> _Selected excerpt_
# # # #
Song by Kanye West

from the album The College Dropout
- Released: February 10, 2004
- Recorded: 2000–2003
- Studio: The Record Plant; Larrabee Sound North (Los Angeles);
- Genre: Hip-hop
- Length: 4:38
- Label: Roc-A Fella; Def Jam;
- Songwriter: Kanye West
- Producer: Kanye West

= Family Business (song) =

2004 song by Kanye West

"Family Business" is a song by American rapper Kanye West from his debut studio album, The College Dropout (2004). The song features additional vocals from Thomasina Atkins, Linda Petty, Beverly McCargo, Lavel Mena, Thai Jones, Kevin Shannon, and Tarrey Torae. It was written and produced by West, who had assistance from Torae in penning the lyrics about her family rather than his. A soulful number, the song interpolates "Fonky Thang" by the Dells and relies on a piano loop. Lyrically, it sees West discussing the pleasures and problems in family life.

The song received positive reviews from music critics, who mostly praised the family theme. Some described it as authenticity, while a few critics commended the composition. The song was certified gold in the United States by the Recording Industry Association of America. Chance the Rapper performed a version of the song under the title of "Family Matters" at the Summer Ends Music Festival in September 2015, before recording a studio version that was accompanied by a clip.

==Background and composition==
"Family Business" was solely written and produced by Kanye West. Tarey Torae recorded on a number of tracks for The College Dropout in 2004, including additional vocals for the song. Torae explained that after West wanted the song to be about "real-life family", she helped him write it and the lyrics were set around her family. As the oldest among 48 grandchildren from her mother's side of the family and in the middle of the 36 on her father's side, Torae offered him much material. Torae informed West about the likes of bathing with her cousins, six people having slept together, and her auntie's notorious poor cooking. In February 2014, West's 2001 demo tape The Prerequisite experienced an internet leak, including the original version of the song. "Family Business" was recorded at the Record Plant and Larrabee Sound North studios during the album's sessions in Los Angeles, which ran from West's car accident in 2002 until December 2003.
# # # #
Object pointing dataset rows
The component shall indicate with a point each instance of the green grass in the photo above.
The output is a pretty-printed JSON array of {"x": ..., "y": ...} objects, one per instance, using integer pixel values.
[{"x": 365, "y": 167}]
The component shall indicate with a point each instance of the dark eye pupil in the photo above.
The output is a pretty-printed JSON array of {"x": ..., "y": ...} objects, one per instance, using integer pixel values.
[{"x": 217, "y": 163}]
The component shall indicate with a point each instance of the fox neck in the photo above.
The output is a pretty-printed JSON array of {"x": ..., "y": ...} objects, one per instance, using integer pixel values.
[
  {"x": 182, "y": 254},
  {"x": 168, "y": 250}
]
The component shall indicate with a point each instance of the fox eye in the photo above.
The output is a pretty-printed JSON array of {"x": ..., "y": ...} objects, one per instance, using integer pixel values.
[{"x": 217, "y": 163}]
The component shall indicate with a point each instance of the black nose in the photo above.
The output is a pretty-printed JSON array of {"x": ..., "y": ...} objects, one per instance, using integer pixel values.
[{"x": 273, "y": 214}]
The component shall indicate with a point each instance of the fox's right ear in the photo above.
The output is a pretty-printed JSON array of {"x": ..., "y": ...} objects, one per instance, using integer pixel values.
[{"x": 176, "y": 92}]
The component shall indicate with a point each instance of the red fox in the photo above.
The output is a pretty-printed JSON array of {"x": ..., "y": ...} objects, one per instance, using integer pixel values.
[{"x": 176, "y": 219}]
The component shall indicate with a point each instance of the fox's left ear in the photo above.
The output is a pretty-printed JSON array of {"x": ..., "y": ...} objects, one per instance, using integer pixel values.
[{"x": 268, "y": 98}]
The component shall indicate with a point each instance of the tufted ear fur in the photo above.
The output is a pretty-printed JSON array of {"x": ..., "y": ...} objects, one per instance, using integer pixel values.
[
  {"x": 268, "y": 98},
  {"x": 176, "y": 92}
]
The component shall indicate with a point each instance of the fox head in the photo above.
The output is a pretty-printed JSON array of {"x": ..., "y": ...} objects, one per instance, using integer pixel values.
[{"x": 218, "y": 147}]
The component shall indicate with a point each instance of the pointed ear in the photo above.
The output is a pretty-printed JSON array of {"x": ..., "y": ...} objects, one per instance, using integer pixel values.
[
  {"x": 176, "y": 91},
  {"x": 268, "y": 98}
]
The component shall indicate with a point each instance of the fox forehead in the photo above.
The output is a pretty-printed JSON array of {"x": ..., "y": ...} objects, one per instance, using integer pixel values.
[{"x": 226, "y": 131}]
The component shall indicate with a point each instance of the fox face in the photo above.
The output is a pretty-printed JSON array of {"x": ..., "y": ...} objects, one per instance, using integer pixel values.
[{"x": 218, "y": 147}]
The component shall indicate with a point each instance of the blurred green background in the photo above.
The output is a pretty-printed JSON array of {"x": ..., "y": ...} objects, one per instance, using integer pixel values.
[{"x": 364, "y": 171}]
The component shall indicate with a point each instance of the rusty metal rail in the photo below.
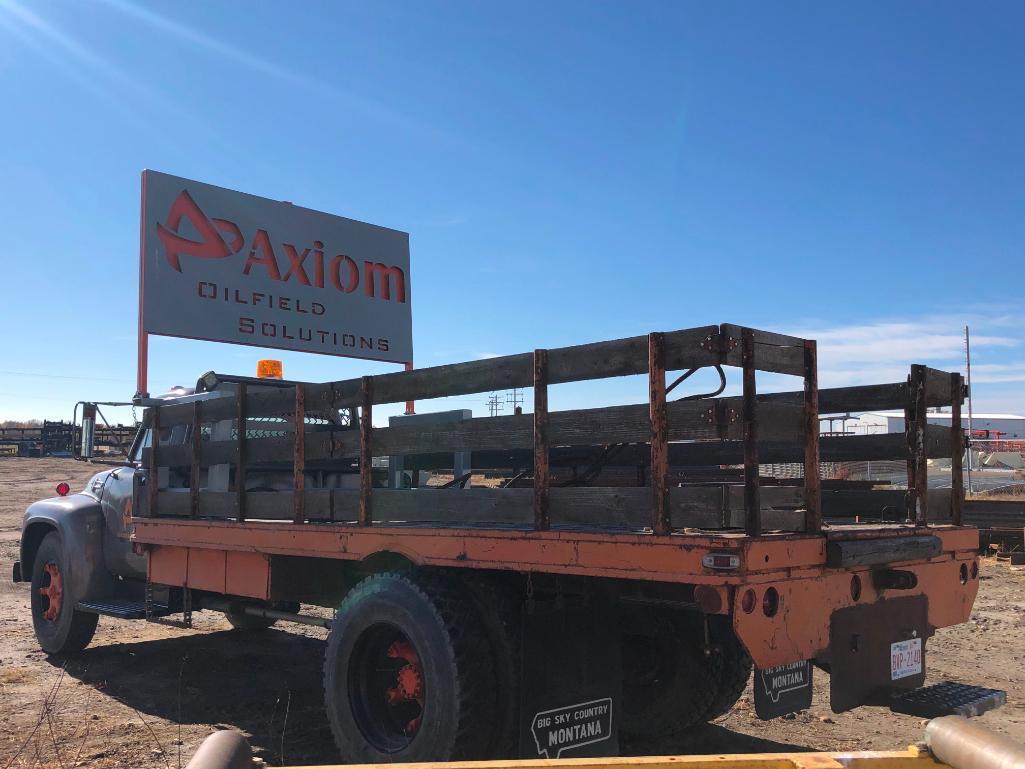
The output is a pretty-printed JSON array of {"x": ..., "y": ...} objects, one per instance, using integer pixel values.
[
  {"x": 951, "y": 741},
  {"x": 653, "y": 438}
]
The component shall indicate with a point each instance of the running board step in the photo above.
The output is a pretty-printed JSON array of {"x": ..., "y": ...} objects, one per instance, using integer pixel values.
[
  {"x": 948, "y": 698},
  {"x": 122, "y": 608}
]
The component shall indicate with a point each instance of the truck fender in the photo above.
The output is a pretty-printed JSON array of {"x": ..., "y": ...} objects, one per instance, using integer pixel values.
[{"x": 78, "y": 520}]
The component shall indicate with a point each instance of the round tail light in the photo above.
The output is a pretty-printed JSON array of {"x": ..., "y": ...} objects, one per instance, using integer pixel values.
[{"x": 770, "y": 602}]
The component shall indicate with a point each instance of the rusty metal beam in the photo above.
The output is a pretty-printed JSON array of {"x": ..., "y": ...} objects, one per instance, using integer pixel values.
[
  {"x": 752, "y": 503},
  {"x": 366, "y": 450},
  {"x": 659, "y": 434},
  {"x": 299, "y": 454},
  {"x": 541, "y": 479},
  {"x": 813, "y": 483}
]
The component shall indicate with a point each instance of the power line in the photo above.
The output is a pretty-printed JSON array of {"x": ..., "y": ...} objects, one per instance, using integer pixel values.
[{"x": 494, "y": 404}]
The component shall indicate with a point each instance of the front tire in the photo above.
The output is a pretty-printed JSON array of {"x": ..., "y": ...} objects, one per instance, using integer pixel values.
[
  {"x": 60, "y": 629},
  {"x": 408, "y": 673}
]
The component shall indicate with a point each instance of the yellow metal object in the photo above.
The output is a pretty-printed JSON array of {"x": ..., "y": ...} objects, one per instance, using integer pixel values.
[
  {"x": 269, "y": 369},
  {"x": 912, "y": 758}
]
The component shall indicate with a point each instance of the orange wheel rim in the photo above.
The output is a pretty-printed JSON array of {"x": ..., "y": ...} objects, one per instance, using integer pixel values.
[{"x": 52, "y": 592}]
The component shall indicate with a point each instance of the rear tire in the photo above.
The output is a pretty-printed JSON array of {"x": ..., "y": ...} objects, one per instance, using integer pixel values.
[
  {"x": 60, "y": 629},
  {"x": 733, "y": 669},
  {"x": 668, "y": 683},
  {"x": 409, "y": 673}
]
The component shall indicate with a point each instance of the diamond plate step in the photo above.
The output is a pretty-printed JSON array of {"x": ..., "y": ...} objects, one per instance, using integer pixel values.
[
  {"x": 948, "y": 698},
  {"x": 122, "y": 608}
]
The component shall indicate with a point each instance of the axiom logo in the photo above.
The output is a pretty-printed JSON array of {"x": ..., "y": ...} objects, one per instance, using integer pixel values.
# # # #
> _Stated goal A_
Filter the rows above and copy out each line that contains the string "step".
> _Stated goal B_
Proceed with the article on the song "Family Business," picking up right after its final sentence.

> _Exercise response A_
The component shall indicate with a point each instance of the running board step in the photo above.
The component shall indicate with a point each instance of the diamond plate step in the photo above.

> _Exercise response B_
"Family Business" is a soulful number. It contains samples of the Dells' "Fonky Thang", as written by Terry Callier and Charles Stepney. The song relies on Josh Zandman's looped piano and features additional instrumentation that was contributed by Ken Lewis. West delves into the pleasures and problems of family life in its lyrics, addressing life outside of the hip hop community. He discusses childhood embarrassments, including sharing baby baths with cousins as kept in scrapbooks and arguing with family members in the holidays. Towards the end, Torae sings "They don't mean a thang". Additional vocals are also featured from Thomasina Atkins, Linda Petty, Beverly McCargo, Lavel Mena, Thai Jones, and Kevin Shannon. Torae utters "Let's get Stevie out of jail" on the outro, referencing his godbrother.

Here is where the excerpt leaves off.